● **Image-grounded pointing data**
=== Section Start ===

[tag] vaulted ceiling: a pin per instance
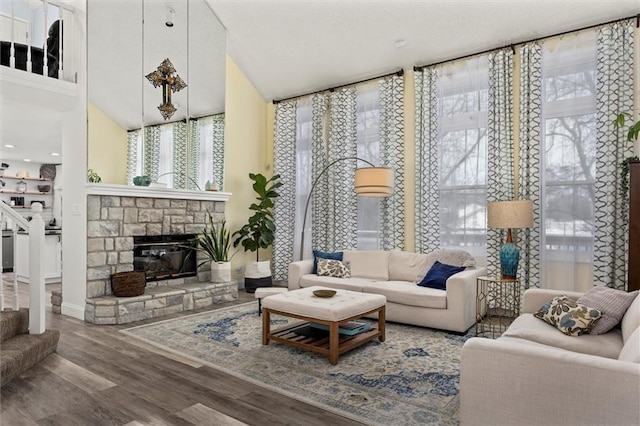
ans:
(288, 48)
(291, 47)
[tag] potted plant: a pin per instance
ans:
(259, 232)
(632, 136)
(215, 242)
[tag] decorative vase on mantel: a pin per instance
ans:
(220, 272)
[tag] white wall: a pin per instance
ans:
(74, 157)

=== Section End ===

● **Task**
Print the data word for word and omit the pictures.

● **Solution below**
[tag] vaulted ceiling: a pin per instance
ans:
(288, 48)
(291, 47)
[tag] potted plant: a pin per instance
ans:
(259, 232)
(632, 136)
(215, 242)
[tag] decorative vase on mantel: a pin per instance
ans:
(220, 272)
[tag] white wall: a pin per instance
ans:
(74, 157)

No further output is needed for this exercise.